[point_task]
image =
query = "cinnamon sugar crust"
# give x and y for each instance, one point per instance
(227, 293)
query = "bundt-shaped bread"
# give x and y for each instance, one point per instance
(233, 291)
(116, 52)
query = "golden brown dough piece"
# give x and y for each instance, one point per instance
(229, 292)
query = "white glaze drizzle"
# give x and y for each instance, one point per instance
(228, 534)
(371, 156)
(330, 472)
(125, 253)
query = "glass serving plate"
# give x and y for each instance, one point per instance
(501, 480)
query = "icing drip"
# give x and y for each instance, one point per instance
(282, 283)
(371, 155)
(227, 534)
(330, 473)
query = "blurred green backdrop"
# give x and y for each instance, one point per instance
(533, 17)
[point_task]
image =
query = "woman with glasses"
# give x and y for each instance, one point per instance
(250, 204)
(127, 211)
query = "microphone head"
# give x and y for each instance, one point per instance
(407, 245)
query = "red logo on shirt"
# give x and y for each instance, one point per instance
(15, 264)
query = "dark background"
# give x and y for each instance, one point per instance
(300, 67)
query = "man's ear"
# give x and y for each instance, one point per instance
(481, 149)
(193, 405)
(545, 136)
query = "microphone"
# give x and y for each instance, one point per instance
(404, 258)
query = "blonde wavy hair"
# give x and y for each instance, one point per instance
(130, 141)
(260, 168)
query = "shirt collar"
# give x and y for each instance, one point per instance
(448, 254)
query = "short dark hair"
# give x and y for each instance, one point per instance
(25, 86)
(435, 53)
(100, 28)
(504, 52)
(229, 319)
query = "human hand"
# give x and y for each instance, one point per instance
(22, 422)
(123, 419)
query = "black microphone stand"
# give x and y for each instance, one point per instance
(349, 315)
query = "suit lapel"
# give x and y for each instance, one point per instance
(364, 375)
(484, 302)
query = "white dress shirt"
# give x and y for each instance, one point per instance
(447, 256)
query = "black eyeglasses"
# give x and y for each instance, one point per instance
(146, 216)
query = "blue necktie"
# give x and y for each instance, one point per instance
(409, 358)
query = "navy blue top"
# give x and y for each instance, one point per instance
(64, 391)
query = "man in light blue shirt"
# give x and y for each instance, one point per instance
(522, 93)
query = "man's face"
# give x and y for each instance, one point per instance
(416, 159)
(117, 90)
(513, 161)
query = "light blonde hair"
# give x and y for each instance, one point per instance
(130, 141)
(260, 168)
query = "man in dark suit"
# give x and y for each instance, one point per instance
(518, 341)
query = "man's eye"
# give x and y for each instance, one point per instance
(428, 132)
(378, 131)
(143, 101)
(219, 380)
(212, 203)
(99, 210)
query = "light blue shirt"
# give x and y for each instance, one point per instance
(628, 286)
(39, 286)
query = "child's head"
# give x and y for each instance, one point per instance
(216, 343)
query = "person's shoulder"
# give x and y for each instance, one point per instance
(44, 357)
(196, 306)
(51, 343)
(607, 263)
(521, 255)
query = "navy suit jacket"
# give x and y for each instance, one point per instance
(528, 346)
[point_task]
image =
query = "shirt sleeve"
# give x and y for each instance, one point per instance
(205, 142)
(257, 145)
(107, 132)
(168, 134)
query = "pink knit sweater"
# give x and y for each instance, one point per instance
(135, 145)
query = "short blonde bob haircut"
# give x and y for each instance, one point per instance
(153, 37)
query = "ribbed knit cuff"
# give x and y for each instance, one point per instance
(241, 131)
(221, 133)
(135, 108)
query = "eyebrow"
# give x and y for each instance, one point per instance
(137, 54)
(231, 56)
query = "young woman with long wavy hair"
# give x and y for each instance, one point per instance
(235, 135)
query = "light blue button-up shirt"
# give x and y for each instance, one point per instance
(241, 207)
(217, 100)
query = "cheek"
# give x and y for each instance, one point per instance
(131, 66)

What to produce:
Beginning with the line that contains "woman with long", quote each line exactly through the last line of the entries above, and nothing beyond them.

Exercise response:
query = "young woman with long wavy hair"
# give x and y for each instance, one point per instance
(235, 135)
query = "light blue button-up shirt"
# give x and y for each instance, one point per instance
(241, 207)
(217, 100)
query = "cheek"
# give x and y for each instance, one point per instance
(131, 66)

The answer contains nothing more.